--- READING TEXT ---
*** Block opens ***
Getting Started with OpenRouter’s Free API
Part 1: Chat-Based Image Generation
Part 2: Form-Based Editing (Nano Banana’s True Power)
Part 3: The Code Node – Assembling the Payload
Part 4: Simplifying the HTTP Request
Part 5: Real-World Tests
Popular Nano Banana Use Cases (What People Are Doing Right Now)
Frequently Asked Questions
Wrapping Up: Your Turn to Build

Introduction: The Buzz is Real

The AI community has been buzzing like crazy lately, and if you’ve been online at all, you’ve probably seen it too: Nano Banana is everywhere. Tutorials are exploding on YouTube, and Reddit is overflowing with wild experiments. This isn’t just another incremental update to an existing model; it feels like a genuine step-change in accessibility and capability. For developers, artists, and automation enthusiasts, this is the kind of disruption we live for.

This model is shaking things up because it’s not just fast and free—it’s also remarkably versatile, making it perfect for both playful exploration and serious creative automation. As someone who lives and breathes in the world of n8n AI workflows, I couldn’t just scroll past the endless stream of generated images. The moment I saw its potential, the gears in my head started turning. Of course, I had to build a full automation pipeline with it.

And here’s the kicker that makes this whole endeavor possible for everyone: OpenRouter offers a completely free Nano model endpoint. Yes, you read that right: free. For tinkerers, bootstrappers, and automation nerds, that’s like being handed the keys to a candy store. The usual barrier of API costs is gone, leaving nothing but pure, unadulterated creative potential. This is our chance to build, experiment, and innovate without watching a billing meter tick up.

Why Automate Image Generation with n8n and Nano Banana?

Sure, you could just type prompts into a web UI and get results back. That’s fun for the first 10 minutes. It gives you a feel for the model’s capabilities and quirks. But if you’re reading this, you’re probably like me: once you see the potential, you can’t help but think, “How can I scale this? How can I integrate this? How can I automate this?” The real power isn’t in one-off generations; it’s in building systems that create, edit, and distribute content on their own.

Here’s the approach I took, designed like levels in a video game to gradually build complexity and reusability:

Chat-Based Image Generation: A simple, direct setup where users send a text prompt via a chat interface, and Nano spits out an image. This is the foundational “hello world” of image automation.
Form-Based Image Editing: Level up by allowing users to upload their own image and apply AI-powered edits. This is where Nano’s multimodal power shines—changing outfits, swapping backgrounds, adjusting styles, and more.
*** Block closes ***
--- USING THE INFORMATION ---
- a) Say whether each statement agrees with the article on automating Nano Banana images with n8n. Answer yes or no for each, and quote the deciding words of the article. (i) OpenRouter offers a free Nano model endpoint. (ii) The author finds typing prompts into a web UI fun for hours. (iii) In the form-based editing setup, users can upload their own image.
- b) Go on with the article on automating Nano Banana images with n8n, starting after its last sentence.

--- DATASET ---
*** Block opens ***
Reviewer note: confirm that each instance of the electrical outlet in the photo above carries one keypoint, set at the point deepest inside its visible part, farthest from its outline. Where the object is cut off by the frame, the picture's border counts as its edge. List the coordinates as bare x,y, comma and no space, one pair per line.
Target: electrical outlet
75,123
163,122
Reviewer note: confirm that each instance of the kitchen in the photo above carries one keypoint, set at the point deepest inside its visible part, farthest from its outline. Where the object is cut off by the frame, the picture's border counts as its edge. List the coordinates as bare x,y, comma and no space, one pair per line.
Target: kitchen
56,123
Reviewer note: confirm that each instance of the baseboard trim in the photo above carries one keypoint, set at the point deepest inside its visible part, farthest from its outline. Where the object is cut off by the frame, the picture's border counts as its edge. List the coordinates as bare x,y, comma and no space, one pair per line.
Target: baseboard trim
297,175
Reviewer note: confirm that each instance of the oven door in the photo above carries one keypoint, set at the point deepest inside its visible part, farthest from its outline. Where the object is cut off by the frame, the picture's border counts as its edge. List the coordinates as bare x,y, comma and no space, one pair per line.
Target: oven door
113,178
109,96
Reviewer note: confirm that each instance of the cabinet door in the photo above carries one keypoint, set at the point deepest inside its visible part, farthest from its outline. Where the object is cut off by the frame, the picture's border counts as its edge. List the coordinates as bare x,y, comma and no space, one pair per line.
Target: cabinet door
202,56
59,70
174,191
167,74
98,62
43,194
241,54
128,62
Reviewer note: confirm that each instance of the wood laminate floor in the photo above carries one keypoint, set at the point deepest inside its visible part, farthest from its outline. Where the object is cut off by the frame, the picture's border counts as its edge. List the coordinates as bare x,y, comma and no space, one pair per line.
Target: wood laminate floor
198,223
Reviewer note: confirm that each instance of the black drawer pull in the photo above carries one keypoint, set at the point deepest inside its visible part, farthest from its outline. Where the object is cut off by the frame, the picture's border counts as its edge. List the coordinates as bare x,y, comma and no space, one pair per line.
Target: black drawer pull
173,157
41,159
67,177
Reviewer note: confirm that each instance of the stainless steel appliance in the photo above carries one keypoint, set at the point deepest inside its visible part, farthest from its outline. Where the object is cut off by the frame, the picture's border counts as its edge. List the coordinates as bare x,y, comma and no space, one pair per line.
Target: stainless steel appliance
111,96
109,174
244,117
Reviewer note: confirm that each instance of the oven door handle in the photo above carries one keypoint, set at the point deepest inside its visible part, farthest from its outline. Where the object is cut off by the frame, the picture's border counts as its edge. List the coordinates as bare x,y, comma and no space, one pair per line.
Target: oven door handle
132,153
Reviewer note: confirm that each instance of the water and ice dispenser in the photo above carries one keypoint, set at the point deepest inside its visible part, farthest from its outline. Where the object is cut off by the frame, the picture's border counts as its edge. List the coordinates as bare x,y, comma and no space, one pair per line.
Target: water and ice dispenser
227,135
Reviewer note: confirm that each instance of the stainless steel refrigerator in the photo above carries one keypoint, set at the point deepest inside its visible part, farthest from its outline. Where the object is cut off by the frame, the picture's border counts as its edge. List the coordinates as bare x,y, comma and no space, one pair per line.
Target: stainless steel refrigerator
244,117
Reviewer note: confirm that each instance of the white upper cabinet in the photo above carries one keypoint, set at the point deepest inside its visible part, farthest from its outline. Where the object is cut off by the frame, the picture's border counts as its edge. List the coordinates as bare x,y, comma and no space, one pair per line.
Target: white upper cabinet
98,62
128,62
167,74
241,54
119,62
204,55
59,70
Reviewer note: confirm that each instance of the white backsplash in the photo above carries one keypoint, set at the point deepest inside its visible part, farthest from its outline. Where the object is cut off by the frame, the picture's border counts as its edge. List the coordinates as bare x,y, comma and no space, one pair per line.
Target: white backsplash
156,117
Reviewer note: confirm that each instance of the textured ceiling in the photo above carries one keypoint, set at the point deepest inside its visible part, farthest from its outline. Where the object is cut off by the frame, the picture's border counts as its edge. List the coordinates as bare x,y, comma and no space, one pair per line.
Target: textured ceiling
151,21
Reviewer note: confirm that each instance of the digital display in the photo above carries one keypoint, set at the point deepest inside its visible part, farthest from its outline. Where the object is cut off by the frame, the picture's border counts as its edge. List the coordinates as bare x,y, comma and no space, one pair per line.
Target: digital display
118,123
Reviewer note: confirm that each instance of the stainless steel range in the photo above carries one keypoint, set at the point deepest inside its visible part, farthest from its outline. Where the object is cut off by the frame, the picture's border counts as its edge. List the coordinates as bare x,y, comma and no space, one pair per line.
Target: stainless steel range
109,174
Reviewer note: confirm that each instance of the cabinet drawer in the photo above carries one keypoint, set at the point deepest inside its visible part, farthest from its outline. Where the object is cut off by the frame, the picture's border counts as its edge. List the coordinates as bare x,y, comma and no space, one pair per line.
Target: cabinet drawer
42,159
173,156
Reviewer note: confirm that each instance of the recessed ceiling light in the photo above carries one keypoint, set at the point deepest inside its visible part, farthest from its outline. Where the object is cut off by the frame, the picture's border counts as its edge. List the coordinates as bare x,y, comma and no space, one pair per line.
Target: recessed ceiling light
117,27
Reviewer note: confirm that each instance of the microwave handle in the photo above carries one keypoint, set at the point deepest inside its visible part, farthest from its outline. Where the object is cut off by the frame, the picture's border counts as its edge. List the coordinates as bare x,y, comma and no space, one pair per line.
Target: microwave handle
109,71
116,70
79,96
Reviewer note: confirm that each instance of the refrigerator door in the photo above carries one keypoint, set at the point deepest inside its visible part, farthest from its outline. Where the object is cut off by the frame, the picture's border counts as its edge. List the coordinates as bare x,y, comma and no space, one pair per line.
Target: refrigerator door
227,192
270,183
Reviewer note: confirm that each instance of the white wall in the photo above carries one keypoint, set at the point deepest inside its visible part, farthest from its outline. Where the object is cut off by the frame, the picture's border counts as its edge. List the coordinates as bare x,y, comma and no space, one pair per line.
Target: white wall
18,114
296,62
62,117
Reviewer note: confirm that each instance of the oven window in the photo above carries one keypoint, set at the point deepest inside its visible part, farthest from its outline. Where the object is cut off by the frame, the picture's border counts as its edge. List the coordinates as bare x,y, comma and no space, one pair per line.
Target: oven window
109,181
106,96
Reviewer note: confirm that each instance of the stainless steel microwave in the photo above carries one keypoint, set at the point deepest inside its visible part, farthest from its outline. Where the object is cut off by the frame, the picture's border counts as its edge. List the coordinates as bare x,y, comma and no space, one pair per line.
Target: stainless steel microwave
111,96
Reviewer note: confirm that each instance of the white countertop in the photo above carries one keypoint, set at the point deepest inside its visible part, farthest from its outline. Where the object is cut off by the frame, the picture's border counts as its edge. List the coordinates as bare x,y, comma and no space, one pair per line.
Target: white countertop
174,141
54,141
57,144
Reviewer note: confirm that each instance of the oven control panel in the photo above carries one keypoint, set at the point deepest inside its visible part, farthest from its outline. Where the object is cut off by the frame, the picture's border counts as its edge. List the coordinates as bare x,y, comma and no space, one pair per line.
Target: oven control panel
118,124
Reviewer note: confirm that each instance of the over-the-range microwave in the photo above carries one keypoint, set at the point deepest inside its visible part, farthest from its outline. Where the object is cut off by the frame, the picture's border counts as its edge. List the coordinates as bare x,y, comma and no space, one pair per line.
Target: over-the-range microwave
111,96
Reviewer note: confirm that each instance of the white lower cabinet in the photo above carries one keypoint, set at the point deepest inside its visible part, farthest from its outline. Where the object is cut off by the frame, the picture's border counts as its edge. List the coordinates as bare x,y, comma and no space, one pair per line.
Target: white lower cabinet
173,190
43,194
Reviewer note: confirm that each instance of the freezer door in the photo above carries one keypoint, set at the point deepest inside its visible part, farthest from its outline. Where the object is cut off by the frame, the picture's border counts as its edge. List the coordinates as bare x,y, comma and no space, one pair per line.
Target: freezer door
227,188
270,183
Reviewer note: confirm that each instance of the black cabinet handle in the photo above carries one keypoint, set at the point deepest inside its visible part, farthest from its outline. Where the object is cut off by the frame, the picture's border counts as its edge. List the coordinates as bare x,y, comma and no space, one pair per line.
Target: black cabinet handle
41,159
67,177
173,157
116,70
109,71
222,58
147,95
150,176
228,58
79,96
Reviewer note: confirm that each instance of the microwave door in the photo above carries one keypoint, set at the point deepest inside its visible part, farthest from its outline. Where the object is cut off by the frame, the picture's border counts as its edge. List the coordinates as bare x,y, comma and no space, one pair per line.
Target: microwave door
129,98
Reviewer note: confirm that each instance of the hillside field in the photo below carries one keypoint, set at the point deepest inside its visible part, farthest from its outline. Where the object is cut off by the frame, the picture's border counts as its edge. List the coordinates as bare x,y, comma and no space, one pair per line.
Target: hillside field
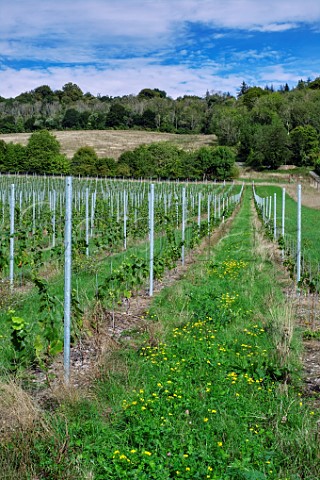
111,143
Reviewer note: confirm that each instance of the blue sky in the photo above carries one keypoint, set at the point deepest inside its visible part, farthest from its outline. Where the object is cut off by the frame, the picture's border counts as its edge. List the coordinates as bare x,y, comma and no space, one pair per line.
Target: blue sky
118,47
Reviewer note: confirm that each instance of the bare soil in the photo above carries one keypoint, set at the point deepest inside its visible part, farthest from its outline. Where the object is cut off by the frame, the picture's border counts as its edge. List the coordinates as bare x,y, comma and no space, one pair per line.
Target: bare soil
112,143
115,330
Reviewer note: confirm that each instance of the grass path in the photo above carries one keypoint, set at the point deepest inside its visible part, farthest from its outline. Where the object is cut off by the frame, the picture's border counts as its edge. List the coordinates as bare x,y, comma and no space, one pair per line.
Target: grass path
213,394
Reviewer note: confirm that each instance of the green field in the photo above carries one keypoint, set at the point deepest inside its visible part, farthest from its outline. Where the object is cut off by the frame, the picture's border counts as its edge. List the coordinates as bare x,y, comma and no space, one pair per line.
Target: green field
212,389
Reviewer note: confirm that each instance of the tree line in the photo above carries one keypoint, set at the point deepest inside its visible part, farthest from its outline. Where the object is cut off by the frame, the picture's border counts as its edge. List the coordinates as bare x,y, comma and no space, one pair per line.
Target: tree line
42,155
264,127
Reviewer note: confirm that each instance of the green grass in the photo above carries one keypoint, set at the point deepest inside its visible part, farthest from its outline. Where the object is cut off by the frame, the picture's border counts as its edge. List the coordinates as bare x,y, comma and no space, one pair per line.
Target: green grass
310,219
214,399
*** Block closes ***
--- ANSWERS BELOW ---
- a)
(i) Yes: "OpenRouter offers a completely free Nano model endpoint."
(ii) No: "That’s fun for the first 10 minutes."
(iii) Yes: "allowing users to upload their own image and apply AI-powered edits"

- b)
Telegram Integration: Take it all the way by connecting your workflow to a real-world application. Send a message or a photo in a Telegram chat, and behind the scenes, Nano + n8n work their magic to deliver a result directly to your conversation.

This tiered design isn’t just about adding complexity—it’s about building reusable foundations. Once you nail the core logic of calling the API and handling the response, adding more channels (like Slack, Discord, a custom web app, or even a WordPress media library) becomes trivial. You’re not just building a single trick; you’re building a creative engine.

Getting Started with OpenRouter’s Free API

Let’s take a quick step back and talk about how to actually call Nano Banana via an API. This is the technical heart of our automation.

Step 1. Get Your API Key

First things first, you need credentials. Head over to OpenRouter, create an account (it’s quick), and generate an API key. The free keys have rate limits, but they are incredibly generous and more than perfect for learning, testing, and running light-to-medium personal workflows. This key is your passport to the world of free image generation.

Step 2. Understand the API Documentation

The Nano Banana free model lives at the following endpoint:

https://openrouter.ai/google/gemini-2.5-flash-image-preview:free/api

OpenRouter’s documentation provides multiple code samples in different languages. For our purposes, just pay close attention to the cURL example, because that’s what n8n can ingest directly, saving us a ton of manual configuration time.

cURL command for copying from OpenRouter API documentation. — The cURL command is all you need to get started in n8n.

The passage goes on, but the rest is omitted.